5.1 General Guidance

5.1 General Guidance

An important part of performing the asset value calculation is accounting for asset treatments and their effects. Treatments are important in two basic ways:

  1. It is important to consider what treatments are typically performed on an asset to determine an asset’s useful life and “residual value,” or value when an asset reaches the end of its useful life.
  2. In some cases, one may wish to specifically include additional treatments in the asset value calculation besides asset acquisition/construction and reconstruction. This is particularly important if one is predicting future asset value.
Asset Treatments

To calculate asset value, one should establish what treatments are performed on an asset. An asset lifecycle strategy describes the different treatments that are typically performed on an asset following its initial construction or acquisition. Defining a lifecycle strategy is consistent with best practice in TAM. Also, State DOTs are required to define lifecycle strategies for pavements and bridges in their NHS TAMP.

At a minimum, basic information on what asset treatments are typically performed on an asset is useful in establishing asset life and residual value as described further in subsequent subsections of this chapter. For instance, for the purpose of valuing service vehicles, one would set the life of the asset assuming that various treatments are conducted based on the asset’s lifecycle strategy, such as routine maintenance and replacement of brakes, tires and other vehicle components.

STORED ROWS =>
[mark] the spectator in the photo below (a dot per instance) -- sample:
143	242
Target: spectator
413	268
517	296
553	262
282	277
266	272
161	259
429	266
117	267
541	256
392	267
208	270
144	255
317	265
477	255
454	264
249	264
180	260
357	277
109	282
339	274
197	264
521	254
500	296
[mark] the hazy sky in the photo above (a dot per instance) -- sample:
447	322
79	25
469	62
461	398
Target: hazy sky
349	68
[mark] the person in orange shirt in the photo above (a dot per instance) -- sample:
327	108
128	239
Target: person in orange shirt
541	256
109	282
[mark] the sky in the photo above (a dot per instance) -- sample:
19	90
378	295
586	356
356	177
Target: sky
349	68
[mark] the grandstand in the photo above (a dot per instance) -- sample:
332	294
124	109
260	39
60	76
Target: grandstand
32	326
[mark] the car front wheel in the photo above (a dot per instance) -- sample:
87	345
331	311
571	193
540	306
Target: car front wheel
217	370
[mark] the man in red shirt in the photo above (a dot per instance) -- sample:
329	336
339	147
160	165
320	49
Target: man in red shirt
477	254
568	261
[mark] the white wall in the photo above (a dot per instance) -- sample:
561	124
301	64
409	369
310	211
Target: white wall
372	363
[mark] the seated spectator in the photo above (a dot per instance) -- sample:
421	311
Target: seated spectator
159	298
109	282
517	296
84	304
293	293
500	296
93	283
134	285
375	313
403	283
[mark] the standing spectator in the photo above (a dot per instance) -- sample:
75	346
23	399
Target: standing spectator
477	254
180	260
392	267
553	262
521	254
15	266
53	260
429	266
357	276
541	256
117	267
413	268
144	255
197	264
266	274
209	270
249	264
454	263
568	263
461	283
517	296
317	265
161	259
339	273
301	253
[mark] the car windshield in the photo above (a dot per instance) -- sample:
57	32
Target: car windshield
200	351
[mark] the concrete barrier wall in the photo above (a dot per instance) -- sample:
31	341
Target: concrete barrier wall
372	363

GIVEN EXERCISE => Copy everything in the guidance on asset treatments from "An important part" down to "future asset value.". The items are separate material with no connection to the guidance on asset treatments.

RESULT =>
An important part of performing the asset value calculation is accounting for asset treatments and their effects. Treatments are important in two basic ways:

  1. It is important to consider what treatments are typically performed on an asset to determine an asset’s useful life and “residual value,” or value when an asset reaches the end of its useful life.
  2. In some cases, one may wish to specifically include additional treatments in the asset value calculation besides asset acquisition/construction and reconstruction. This is particularly important if one is predicting future asset value.